Record extracts:
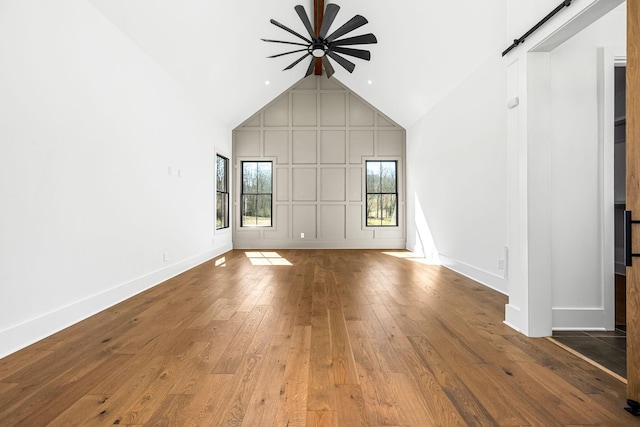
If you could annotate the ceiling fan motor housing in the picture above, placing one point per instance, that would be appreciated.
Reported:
(327, 46)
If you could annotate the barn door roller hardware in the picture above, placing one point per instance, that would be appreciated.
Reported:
(628, 241)
(516, 42)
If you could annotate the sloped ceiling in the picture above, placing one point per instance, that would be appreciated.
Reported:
(213, 48)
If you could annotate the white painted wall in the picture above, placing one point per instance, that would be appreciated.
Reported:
(530, 208)
(576, 176)
(89, 127)
(457, 177)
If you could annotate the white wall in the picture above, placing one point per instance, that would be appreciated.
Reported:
(457, 177)
(530, 225)
(576, 176)
(89, 127)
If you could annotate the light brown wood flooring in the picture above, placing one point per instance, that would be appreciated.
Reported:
(321, 338)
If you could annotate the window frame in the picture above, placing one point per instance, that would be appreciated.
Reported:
(222, 194)
(243, 194)
(396, 193)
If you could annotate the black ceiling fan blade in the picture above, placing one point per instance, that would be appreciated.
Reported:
(346, 64)
(277, 24)
(312, 66)
(287, 53)
(328, 67)
(363, 39)
(358, 53)
(305, 20)
(329, 16)
(282, 41)
(296, 62)
(352, 24)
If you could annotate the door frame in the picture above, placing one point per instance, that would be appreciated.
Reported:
(610, 58)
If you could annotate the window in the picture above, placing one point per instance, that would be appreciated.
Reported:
(256, 194)
(222, 192)
(382, 193)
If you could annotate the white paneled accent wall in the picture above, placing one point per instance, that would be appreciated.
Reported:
(319, 135)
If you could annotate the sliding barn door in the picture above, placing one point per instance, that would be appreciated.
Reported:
(633, 199)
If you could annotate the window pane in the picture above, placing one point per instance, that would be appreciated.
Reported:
(222, 210)
(264, 177)
(387, 177)
(263, 218)
(249, 209)
(221, 173)
(373, 177)
(249, 177)
(373, 216)
(388, 208)
(219, 212)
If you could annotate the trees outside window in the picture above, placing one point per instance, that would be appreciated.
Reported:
(222, 192)
(382, 193)
(257, 194)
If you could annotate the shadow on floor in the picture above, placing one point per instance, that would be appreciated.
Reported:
(608, 348)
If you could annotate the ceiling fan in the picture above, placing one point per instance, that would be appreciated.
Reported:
(321, 46)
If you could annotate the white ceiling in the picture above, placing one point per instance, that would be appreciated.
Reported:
(213, 48)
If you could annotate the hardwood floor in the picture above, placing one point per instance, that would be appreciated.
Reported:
(348, 338)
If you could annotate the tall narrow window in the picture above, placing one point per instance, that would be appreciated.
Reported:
(222, 192)
(382, 193)
(256, 194)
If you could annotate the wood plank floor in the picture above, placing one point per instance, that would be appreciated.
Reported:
(315, 338)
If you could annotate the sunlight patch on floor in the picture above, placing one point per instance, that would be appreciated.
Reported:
(411, 256)
(266, 258)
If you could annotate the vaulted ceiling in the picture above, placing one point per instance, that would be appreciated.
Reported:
(213, 48)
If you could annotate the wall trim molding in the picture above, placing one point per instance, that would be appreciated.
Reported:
(31, 331)
(491, 280)
(582, 319)
(381, 244)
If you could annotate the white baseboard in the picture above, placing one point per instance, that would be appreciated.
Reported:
(491, 280)
(583, 319)
(513, 317)
(319, 244)
(24, 334)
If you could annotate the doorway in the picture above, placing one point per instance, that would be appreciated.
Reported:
(620, 172)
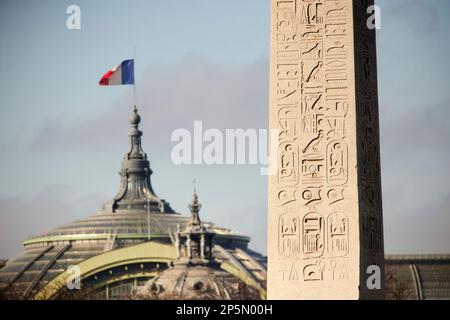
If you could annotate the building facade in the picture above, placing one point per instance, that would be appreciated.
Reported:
(122, 246)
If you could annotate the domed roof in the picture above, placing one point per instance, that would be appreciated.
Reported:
(135, 216)
(195, 274)
(198, 282)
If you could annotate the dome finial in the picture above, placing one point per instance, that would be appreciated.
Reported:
(135, 118)
(195, 207)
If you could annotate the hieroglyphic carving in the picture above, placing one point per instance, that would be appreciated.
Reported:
(316, 192)
(312, 102)
(289, 235)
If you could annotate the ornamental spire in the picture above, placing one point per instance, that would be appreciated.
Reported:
(136, 192)
(195, 207)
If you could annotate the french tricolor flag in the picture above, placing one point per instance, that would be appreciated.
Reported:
(122, 74)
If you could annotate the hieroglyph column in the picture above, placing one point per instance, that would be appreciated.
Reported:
(325, 210)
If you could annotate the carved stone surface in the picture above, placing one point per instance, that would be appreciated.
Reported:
(325, 210)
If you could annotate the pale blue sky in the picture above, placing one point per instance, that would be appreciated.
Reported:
(62, 136)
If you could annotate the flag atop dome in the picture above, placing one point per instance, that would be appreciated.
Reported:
(121, 74)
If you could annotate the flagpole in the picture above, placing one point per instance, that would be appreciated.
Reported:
(134, 85)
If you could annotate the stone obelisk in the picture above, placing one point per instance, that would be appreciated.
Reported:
(325, 211)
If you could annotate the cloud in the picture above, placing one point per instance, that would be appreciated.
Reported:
(195, 89)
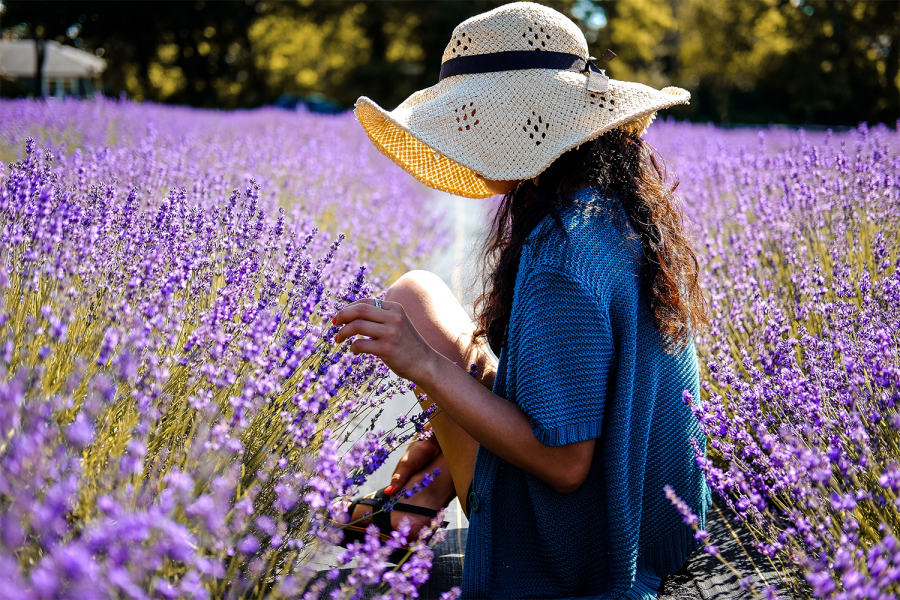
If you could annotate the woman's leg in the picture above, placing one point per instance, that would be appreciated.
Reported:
(442, 321)
(444, 324)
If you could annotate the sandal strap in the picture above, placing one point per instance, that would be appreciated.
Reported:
(383, 498)
(381, 518)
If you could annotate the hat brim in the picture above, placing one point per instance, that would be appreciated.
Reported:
(495, 124)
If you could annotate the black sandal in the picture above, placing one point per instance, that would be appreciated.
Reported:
(381, 518)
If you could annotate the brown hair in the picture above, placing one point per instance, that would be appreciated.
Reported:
(623, 165)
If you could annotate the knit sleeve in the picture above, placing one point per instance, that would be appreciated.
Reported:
(563, 344)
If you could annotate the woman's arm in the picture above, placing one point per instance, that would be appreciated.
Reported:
(497, 424)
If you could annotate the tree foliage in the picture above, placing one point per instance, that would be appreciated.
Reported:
(791, 61)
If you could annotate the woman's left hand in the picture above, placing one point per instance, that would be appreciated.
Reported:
(392, 336)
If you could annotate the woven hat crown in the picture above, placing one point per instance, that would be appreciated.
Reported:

Required work: Excluding the images, return each record above precisely as written.

Exercise solution:
If you could annotate the ceiling fan motor housing in the picture above, placing one point per instance, that would be appreciated.
Reported:
(327, 46)
If you could annotate the barn door roller hardware in the picture above, placing one point per instance, that would be appreciated.
Reported:
(628, 241)
(516, 42)
If you could annotate the sloped ceiling in the picture above, placing one point per instance, that would be appreciated.
Reported:
(213, 48)
If you could annotate the white painted wall in the picture above, placing one point per instance, that would be appreciated.
Reported:
(530, 208)
(576, 176)
(89, 127)
(457, 177)
If you could annotate the white wall in the picture above, placing one point per instance, that would be appreciated.
Reported:
(457, 177)
(530, 225)
(576, 176)
(89, 127)
If you could annotate the light brown wood flooring in the picture above, placing one point per instance, that would be appreciated.
Reported:
(321, 338)
If you could annotate the window frame in the picture above, placing one point per instance, that would be appreciated.
Reported:
(222, 194)
(243, 194)
(396, 193)
If you could annotate the black ceiling fan blade in the picture above, placing one point per instance, that would be appreciated.
Reported:
(346, 64)
(277, 24)
(312, 66)
(287, 53)
(328, 67)
(363, 39)
(358, 53)
(305, 20)
(329, 16)
(282, 41)
(296, 62)
(352, 24)
If you could annotate the door frame in the picture above, placing one point per instance, that would be appreciated.
Reported:
(610, 58)
If you could annotate the window in the picture above, placing one point per instance, that would be appreciated.
Reported:
(256, 194)
(222, 192)
(382, 193)
If you could annotate the white paneled accent wall in the picture above, placing one point per instance, that would be appreciated.
Reported:
(319, 135)
If you could annotate the sliding barn door in the picture above, placing one point per instance, that would be appreciated.
Reported:
(633, 199)
If you could annotate the window pane in the picture above, placing one point per instance, that would be appreciated.
Reported:
(222, 210)
(264, 177)
(387, 177)
(263, 218)
(249, 209)
(221, 173)
(373, 177)
(249, 177)
(373, 216)
(388, 208)
(219, 212)
If you could annotate the trees outside window in the picture above, placing one point per instance, that would be appreciated.
Reported:
(222, 192)
(382, 193)
(257, 194)
If you could annotate the shadow on floor in the picture above, placing one point per instance, that would be appreciated.
Reported:
(608, 348)
If you could annotate the ceiling fan in the picture above, placing one point per instance, that would be appreciated.
Reported:
(321, 46)
If you could annotate the white ceiling in the picture above, placing one point per instance, that would be appreciated.
Reported:
(213, 48)
If you could annotate the hardwood floor in the picture above, placing one point per instance, that would be appreciated.
Reported:
(348, 338)
If you could annotate the tall narrow window in the picture above, placing one point per instance, that would be appreciated.
Reported:
(222, 192)
(382, 193)
(256, 194)
If you could annotate the wood plank floor in the picture above, placing one point per instance, that would be appreciated.
Reported:
(315, 338)
If you could annotate the sunlight patch on floor in the picture above, placing one point per instance, that would be appreciated.
Reported:
(411, 256)
(266, 258)
If you could annotate the vaulted ceiling in the picture above, placing one point per instance, that would be appreciated.
Reported:
(213, 48)
If you could annotate the wall trim molding in the picture above, placing one point per instance, that would be appreciated.
Reported:
(31, 331)
(491, 280)
(582, 319)
(381, 244)
If you could annotate the white baseboard in the picture above, placing one point per instance, that would be appreciated.
Reported:
(491, 280)
(583, 319)
(513, 317)
(319, 244)
(24, 334)
If you could annotate the doorway in the picture above, placing one point per instance, that would be appreciated.
Reported:
(620, 172)
If you could annotate the building facade in the picture above, placing one point per instance, that would be appreciated.
Reported:
(122, 246)
If you could annotate the domed roof in the picture above, placing one point per instance, that would be appreciated.
Reported:
(135, 216)
(195, 274)
(198, 282)
If you could annotate the dome finial in the picture above, placing one point per instance, that would be appreciated.
Reported:
(135, 118)
(195, 207)
If you could annotate the hieroglyphic carving in the picture above, placing one point per instance, that would be appreciated.
Reported:
(316, 192)
(312, 102)
(289, 235)
If you could annotate the ornamental spire in the picture above, placing one point per instance, that would be appreciated.
Reported:
(136, 192)
(195, 207)
If you could annotate the french tricolor flag in the picture above, placing one point per instance, that would be appreciated.
Reported:
(122, 74)
If you could annotate the hieroglyph column in the picture above, placing one point per instance, that would be appreciated.
Reported:
(325, 210)
If you could annotate the carved stone surface in the picture above, placing one point per instance, that would be appreciated.
Reported:
(325, 210)
If you could annotate the pale blue sky in the picture above, placing one point per instance, that would be appreciated.
Reported:
(62, 136)
If you could annotate the flag atop dome in the picture above, placing one point per instance, that would be appreciated.
Reported:
(121, 74)
If you could annotate the flagpole in the picture above, placing one point per instance, that would be appreciated.
Reported:
(134, 85)
If you could annotate the stone obelisk in the picture above, placing one point per instance, that would be appreciated.
Reported:
(325, 211)
If you could annotate the cloud in the picture above, placing one point per instance, that would be appreciated.
Reported:
(195, 89)
If you could annotate the woman's leg in the picture above, placing one point per instance, that would be appreciated.
Reported:
(442, 321)
(444, 324)
If you could annotate the sandal strap in the picture above, placing one point per instance, that would be appreciated.
Reported:
(383, 498)
(381, 518)
If you could annotate the hat brim in the picture above, placing one point per instance, that would be appreciated.
Reported:
(495, 124)
If you could annotate the black sandal in the picture above, placing one point per instance, that would be appreciated.
Reported:
(381, 518)
If you could annotate the brown hair in the picture above, placing one point per instance, that would be appreciated.
Reported:
(623, 165)
If you could annotate the knit sleeve in the picture above, placing one point per instance, that would be appreciated.
Reported:
(563, 344)
If you could annotate the woman's arm in the picture above, placing one point per instance, that would be appreciated.
Reported:
(497, 424)
If you could annotate the tree foliage in the picture above, placing one point per instance, that would be appreciated.
Reported:
(791, 61)
If you could annotate the woman's left hand in the picture above, placing one point per instance, that would be appreciated.
Reported:
(392, 336)
If you could annotate the woven hat crown in the picture above, placing one point per instance, that would be appreciated.
Reported:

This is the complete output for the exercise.